Echo the lines below without changing anything.

(Stored data)
====
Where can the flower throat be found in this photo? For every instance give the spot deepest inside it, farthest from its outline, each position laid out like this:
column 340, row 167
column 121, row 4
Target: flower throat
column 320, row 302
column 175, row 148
====
Response to the exercise:
Where can the flower throat be found in this photo? For every instance give the spot deepest inside it, farthest from its outline, each position laid out like this:
column 340, row 167
column 121, row 4
Target: flower throat
column 320, row 302
column 175, row 148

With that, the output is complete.